* Work to do *
Transcribe exactly the lines from the one holding "[point] every instance of the green" to the end of the data below, including both of those lines and no others.

* Exercise inputs *
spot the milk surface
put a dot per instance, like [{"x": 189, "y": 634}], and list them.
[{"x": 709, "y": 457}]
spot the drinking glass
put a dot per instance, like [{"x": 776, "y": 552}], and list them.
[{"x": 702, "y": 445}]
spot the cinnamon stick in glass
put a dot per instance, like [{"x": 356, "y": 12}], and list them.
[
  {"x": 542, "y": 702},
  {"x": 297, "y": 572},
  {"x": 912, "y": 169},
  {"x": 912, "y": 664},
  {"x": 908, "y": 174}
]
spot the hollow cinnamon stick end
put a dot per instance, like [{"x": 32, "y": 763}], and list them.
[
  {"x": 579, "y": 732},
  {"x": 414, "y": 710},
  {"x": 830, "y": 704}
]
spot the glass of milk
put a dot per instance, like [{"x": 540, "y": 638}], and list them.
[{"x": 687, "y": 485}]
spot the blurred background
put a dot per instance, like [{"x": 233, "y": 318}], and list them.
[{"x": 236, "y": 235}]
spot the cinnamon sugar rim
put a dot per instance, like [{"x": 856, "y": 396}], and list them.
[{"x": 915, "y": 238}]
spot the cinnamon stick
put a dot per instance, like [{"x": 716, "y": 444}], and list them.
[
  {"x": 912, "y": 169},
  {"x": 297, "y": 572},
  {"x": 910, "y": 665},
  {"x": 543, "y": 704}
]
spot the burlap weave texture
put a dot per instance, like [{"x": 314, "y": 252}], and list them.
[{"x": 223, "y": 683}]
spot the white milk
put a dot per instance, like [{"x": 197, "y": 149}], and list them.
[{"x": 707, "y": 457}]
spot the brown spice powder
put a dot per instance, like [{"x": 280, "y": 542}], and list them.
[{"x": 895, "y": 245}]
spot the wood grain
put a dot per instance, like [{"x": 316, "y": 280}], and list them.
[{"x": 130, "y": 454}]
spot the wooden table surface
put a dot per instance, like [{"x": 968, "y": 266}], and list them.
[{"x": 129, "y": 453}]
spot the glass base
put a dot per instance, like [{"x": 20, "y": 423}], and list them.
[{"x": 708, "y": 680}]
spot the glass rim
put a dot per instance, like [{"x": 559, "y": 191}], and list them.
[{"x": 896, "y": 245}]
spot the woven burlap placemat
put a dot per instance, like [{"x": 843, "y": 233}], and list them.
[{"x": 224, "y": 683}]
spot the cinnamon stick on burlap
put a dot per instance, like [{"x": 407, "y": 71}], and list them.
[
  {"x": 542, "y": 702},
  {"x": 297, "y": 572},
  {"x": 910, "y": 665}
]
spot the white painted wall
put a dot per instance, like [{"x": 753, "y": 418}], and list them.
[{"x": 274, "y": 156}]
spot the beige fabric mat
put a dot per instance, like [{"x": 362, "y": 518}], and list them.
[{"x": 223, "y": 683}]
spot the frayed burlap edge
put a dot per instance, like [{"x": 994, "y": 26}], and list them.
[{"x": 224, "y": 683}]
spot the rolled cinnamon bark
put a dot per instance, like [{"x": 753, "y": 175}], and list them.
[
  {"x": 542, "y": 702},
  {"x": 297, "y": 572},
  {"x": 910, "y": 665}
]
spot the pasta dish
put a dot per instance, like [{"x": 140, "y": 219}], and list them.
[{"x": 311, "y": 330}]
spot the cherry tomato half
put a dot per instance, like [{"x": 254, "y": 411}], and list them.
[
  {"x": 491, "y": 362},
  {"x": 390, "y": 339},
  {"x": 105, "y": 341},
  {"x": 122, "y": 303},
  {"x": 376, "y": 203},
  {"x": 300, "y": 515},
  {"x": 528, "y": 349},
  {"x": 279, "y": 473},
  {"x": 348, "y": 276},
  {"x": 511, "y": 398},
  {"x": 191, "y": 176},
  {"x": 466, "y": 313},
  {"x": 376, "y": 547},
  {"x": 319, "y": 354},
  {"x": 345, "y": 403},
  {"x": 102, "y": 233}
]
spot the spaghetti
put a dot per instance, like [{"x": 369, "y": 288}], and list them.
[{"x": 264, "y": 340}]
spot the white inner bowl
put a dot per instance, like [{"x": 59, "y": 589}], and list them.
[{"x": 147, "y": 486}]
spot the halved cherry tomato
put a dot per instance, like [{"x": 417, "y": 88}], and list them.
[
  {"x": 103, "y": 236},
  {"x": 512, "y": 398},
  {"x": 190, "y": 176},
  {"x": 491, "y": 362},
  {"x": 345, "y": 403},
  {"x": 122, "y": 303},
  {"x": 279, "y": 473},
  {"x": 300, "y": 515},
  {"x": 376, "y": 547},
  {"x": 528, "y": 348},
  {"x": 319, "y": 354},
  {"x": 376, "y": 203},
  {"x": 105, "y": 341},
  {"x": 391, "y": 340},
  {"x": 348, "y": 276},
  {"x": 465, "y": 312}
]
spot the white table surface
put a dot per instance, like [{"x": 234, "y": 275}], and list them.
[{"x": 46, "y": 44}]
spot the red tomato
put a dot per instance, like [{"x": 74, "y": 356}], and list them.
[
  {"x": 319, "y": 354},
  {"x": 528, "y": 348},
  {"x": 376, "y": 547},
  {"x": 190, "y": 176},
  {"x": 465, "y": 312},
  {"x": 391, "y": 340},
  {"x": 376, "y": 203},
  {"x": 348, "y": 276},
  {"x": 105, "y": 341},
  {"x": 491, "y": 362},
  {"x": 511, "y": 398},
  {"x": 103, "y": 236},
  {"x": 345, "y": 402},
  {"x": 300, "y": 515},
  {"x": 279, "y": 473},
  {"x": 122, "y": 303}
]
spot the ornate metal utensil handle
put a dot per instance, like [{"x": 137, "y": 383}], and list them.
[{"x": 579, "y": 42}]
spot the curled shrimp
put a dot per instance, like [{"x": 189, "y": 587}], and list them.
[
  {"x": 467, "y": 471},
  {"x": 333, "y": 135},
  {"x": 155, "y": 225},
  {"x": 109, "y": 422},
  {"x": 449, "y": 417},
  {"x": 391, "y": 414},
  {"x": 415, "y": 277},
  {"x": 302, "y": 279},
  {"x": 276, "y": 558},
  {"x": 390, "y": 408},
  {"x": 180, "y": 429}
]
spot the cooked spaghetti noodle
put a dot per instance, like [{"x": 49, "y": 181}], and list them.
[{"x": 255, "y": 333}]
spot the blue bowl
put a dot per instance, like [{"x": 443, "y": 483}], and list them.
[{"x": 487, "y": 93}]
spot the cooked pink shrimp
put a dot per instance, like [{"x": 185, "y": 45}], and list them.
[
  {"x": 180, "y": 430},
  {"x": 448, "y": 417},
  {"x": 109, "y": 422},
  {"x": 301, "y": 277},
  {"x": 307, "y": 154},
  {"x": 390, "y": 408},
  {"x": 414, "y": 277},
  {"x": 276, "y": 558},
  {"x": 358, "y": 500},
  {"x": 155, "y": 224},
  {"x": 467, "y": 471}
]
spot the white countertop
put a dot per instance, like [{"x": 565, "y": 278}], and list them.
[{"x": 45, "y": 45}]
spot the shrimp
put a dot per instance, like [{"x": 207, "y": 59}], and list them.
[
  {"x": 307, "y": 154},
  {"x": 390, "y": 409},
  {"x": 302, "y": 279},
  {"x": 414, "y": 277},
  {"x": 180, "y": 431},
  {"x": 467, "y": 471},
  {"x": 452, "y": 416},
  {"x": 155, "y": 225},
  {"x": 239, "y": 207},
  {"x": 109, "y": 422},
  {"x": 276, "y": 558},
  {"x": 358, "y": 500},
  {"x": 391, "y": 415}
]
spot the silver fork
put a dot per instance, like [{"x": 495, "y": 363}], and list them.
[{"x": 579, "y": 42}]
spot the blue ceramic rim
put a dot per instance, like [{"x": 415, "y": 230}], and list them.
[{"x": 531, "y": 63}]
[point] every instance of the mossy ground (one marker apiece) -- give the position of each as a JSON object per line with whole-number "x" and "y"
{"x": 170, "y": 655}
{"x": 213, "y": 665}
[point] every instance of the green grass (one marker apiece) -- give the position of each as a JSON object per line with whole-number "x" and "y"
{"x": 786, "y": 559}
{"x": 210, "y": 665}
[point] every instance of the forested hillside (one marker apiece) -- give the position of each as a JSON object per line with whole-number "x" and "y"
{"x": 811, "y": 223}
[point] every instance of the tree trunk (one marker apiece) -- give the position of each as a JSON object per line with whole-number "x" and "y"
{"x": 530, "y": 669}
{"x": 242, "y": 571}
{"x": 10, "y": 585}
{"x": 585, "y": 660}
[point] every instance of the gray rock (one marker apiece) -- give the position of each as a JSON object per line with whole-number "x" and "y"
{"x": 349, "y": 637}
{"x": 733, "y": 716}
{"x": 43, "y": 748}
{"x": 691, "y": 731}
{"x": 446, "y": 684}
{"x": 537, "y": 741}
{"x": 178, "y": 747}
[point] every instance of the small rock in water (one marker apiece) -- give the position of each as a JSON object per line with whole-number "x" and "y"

* The result *
[point] every instance of the green grass (one marker apiece) -- give the position of each as a JSON object per line with whole-number "x" and "y"
{"x": 786, "y": 559}
{"x": 210, "y": 665}
[point] every instance of the forested hillside (one marker apiece) -- give the position of each as a JSON object per line with whole-number "x" and "y"
{"x": 811, "y": 223}
[point] every instance of the tree trunk (one marker apiece) -- give the position of each as a JSON object per line with whole-number "x" and "y"
{"x": 530, "y": 669}
{"x": 242, "y": 571}
{"x": 10, "y": 585}
{"x": 585, "y": 660}
[point] every instance of the gray rock (one marker apiece) -- give the position of each as a JSON object per line with whole-number "x" and "y"
{"x": 349, "y": 637}
{"x": 733, "y": 716}
{"x": 43, "y": 748}
{"x": 691, "y": 731}
{"x": 446, "y": 684}
{"x": 537, "y": 741}
{"x": 178, "y": 747}
[point] every instance of the small rock in water (one marker apiece) -- give the position of each as a JSON object per line with whole-number "x" and "y"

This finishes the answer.